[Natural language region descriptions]
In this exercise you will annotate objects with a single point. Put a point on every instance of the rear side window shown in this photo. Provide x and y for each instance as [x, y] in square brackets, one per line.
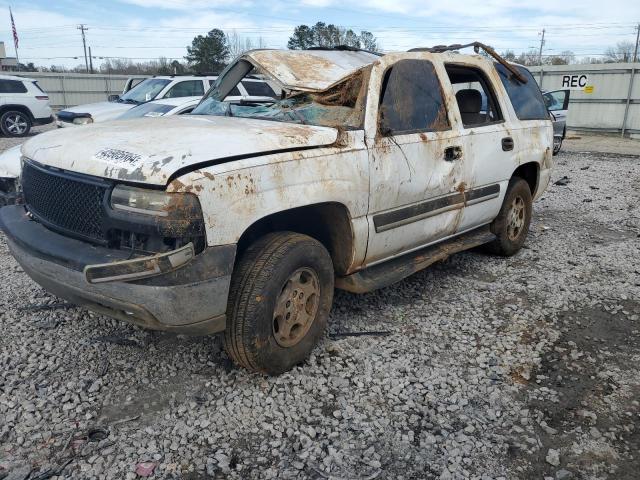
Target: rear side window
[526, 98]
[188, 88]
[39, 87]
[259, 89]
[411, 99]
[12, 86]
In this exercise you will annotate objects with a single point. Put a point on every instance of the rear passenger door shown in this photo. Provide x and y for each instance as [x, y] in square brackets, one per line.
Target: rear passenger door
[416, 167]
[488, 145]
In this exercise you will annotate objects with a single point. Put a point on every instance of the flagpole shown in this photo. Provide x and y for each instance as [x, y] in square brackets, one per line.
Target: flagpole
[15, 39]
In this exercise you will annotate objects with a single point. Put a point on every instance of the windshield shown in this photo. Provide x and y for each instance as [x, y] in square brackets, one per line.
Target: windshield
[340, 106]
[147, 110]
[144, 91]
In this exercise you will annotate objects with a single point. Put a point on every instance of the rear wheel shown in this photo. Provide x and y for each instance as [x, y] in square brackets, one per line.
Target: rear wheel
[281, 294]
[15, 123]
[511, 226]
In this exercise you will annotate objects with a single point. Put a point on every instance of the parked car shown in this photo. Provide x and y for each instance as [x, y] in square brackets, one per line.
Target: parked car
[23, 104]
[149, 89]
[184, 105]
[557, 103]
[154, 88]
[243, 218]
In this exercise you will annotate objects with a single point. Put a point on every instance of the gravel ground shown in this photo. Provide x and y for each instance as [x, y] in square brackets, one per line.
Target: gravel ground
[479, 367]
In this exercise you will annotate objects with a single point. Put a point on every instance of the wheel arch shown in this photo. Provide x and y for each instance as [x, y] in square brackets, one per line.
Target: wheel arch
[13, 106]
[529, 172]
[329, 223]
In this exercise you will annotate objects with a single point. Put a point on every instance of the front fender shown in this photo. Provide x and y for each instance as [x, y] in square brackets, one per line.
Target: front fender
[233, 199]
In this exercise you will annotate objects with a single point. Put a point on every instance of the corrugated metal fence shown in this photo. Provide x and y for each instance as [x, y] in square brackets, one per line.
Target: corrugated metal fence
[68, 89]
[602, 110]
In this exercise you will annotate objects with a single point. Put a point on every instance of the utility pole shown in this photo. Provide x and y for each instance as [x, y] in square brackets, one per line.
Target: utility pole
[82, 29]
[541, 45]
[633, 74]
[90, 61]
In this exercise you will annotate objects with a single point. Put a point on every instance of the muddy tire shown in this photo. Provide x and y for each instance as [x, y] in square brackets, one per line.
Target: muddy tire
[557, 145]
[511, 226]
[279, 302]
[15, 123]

* * *

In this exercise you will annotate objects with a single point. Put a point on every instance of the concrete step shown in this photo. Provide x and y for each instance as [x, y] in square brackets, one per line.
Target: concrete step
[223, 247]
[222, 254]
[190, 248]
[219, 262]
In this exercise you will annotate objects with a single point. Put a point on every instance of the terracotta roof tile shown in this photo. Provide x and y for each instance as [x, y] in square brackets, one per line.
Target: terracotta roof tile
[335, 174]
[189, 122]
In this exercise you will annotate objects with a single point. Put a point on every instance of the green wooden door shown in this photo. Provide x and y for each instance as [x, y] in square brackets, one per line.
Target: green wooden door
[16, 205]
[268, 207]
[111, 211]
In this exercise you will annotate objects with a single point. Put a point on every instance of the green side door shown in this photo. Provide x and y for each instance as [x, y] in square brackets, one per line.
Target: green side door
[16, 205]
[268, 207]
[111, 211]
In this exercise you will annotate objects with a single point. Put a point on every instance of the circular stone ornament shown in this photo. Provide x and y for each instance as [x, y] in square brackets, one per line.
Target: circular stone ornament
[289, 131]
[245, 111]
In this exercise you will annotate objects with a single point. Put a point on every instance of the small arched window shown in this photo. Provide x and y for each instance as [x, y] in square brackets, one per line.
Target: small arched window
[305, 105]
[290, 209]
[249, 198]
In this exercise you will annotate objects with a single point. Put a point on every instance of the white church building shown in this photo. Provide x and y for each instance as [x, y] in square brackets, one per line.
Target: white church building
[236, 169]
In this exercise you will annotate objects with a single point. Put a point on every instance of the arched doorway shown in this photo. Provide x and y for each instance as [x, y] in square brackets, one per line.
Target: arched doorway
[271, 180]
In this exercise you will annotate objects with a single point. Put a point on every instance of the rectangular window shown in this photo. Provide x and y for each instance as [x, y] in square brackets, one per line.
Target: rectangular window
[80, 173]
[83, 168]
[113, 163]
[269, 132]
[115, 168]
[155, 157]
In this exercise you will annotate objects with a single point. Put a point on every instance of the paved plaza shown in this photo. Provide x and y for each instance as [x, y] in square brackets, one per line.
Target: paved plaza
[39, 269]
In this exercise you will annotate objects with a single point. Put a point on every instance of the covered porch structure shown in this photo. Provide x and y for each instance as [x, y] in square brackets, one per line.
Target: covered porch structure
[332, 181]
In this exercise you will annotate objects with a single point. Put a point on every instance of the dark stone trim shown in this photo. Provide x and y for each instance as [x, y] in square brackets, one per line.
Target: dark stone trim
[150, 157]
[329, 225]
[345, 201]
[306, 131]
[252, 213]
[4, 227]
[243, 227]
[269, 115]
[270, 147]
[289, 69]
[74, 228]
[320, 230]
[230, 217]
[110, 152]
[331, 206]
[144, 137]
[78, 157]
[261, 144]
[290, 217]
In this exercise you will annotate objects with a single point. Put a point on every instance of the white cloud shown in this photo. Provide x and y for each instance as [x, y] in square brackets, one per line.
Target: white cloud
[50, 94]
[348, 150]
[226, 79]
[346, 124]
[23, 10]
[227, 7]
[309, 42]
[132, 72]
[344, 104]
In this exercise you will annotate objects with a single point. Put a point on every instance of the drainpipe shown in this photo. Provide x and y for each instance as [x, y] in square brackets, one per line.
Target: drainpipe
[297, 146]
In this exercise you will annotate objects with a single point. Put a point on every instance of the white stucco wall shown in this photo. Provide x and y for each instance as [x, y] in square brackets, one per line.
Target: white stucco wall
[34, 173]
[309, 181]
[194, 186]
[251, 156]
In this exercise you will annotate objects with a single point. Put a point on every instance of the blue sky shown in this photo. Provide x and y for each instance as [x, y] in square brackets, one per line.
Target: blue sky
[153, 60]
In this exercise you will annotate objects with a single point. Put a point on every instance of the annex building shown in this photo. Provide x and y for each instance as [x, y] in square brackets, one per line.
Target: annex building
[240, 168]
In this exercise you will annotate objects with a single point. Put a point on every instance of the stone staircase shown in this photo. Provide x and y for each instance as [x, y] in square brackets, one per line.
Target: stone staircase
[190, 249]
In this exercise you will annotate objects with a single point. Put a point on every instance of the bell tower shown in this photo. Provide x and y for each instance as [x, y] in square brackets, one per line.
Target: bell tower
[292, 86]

— TASK REQUIREMENTS —
Of the lines above, output exactly those from the line bearing "Target: rear side window" through the line bearing "of the corrugated", inclusive.

— WRITTEN ANSWER —
Target: rear side window
[526, 98]
[188, 88]
[39, 87]
[259, 89]
[411, 99]
[12, 86]
In this exercise you will annotate objects with a single point. Put a point on every instance of the rear passenger door shown in this photo. Provide x and y for each instance as [x, y] in square brackets, one per line.
Target: rear passenger door
[416, 167]
[488, 145]
In this exercise you will annotate objects with a single point. Put a point on every instance of the flagpole shown in this photo. Provide x and y for each instance as [x, y] in square brackets, one per line.
Target: flagpole
[15, 39]
In this exercise you will annotate objects with a single point. Put a point on every instance of the windshield shown in this photo. Provide x and y for each instance as [x, y] in square brackets, one per line.
Target: windshield
[340, 106]
[147, 110]
[144, 91]
In this exercise you will annotate objects with a single point. Put a point on every instance of the rear wheel shown in this photo. Provide x and y for each instance as [x, y] in square brackets, one per line.
Target: rear wheel
[281, 294]
[15, 123]
[511, 226]
In this exercise you will annotate objects with a single point. Put a point on every instance of the parked car shown in this photo. Provide x and y for each instance as [x, y] in square brackets, one per line.
Target: parked car
[23, 104]
[149, 89]
[184, 105]
[557, 103]
[154, 88]
[243, 218]
In this exercise you will annotate objects with a single point. Put a point on every instance of the gravel ground shown in this photo. Provide x and y for each instance as [x, y] in square brackets, one per line.
Target: gravel ground
[479, 367]
In this exercise you will annotate objects with a single point. Put a point on every instance of the wheel arch shown in this photo. Provide x and y for each instance as [x, y] in square brackets, one per line.
Target: wheel arch
[13, 106]
[529, 172]
[329, 223]
In this exercise you will annotate objects with a single point. Put a point on every instance of the front fender shown in this photo. Provide x and y for each instance as [x, y] in square brackets, one per line.
Target: front fender
[233, 199]
In this exercise you will annotate objects with a single point. Put a point on every instance of the corrugated metal fence shown in this photo. Provide x and y for each instance as [x, y] in square brackets, one per line.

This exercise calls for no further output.